* What this task involves *
Reproduce the listing below line for line, without changing any wording, numbers, or punctuation.

* Data listing *
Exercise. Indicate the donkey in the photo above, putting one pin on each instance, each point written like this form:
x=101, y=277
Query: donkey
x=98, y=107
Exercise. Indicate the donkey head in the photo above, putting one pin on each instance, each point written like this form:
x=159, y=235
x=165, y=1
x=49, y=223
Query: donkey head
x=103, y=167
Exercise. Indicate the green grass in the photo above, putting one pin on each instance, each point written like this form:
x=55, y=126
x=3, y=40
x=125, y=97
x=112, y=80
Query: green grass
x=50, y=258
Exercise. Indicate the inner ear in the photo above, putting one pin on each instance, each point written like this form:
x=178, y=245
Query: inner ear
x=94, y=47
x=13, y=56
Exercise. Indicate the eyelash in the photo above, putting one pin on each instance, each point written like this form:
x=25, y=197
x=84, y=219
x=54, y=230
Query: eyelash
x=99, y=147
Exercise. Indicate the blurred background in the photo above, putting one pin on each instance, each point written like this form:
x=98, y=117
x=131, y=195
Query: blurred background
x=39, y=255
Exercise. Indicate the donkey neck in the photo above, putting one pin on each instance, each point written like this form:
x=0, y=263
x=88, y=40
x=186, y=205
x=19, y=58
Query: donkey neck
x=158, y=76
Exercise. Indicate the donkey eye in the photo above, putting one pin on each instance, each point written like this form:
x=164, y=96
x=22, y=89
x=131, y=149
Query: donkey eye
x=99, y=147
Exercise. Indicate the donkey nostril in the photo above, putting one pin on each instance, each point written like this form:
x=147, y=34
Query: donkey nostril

* Reply *
Exercise. Indicate the donkey in the photo above, putting one pin on each instance, each point written like this form:
x=101, y=277
Query: donkey
x=98, y=107
Exercise. Indicate the donkey head in the photo above, putting one pin on each instance, each point written like this form:
x=159, y=235
x=165, y=1
x=49, y=223
Query: donkey head
x=103, y=167
Exercise. Indicate the green grass in the photo above, putting one pin on each instance, each point written like this form:
x=55, y=126
x=3, y=40
x=125, y=97
x=112, y=80
Query: green grass
x=50, y=258
Exercise. Indicate the inner ear in the photo above, putting one pin on each instance, each point written like this form:
x=178, y=245
Query: inner ear
x=94, y=47
x=13, y=56
Exercise. Indicate the eyelash in the photo above, putting one pin on each instance, each point written like this form:
x=25, y=197
x=84, y=219
x=54, y=230
Query: eyelash
x=99, y=147
Exercise. Indicate the blurred background in the photo above, putting one pin on each instance, each point written like this form:
x=98, y=117
x=131, y=195
Query: blurred background
x=39, y=255
Exercise. Indicate the donkey neck in the photo above, putting one pin on each instance, each point written like this form:
x=0, y=263
x=88, y=40
x=186, y=205
x=19, y=58
Query: donkey neck
x=158, y=76
Exercise. Indicate the donkey eye in the photo above, putting one pin on each instance, each point written like this form:
x=164, y=96
x=22, y=89
x=131, y=149
Query: donkey eye
x=99, y=147
Exercise. Indicate the donkey nostril in the photo above, putting one pin on each instance, each point written like this form:
x=147, y=34
Query: donkey nostril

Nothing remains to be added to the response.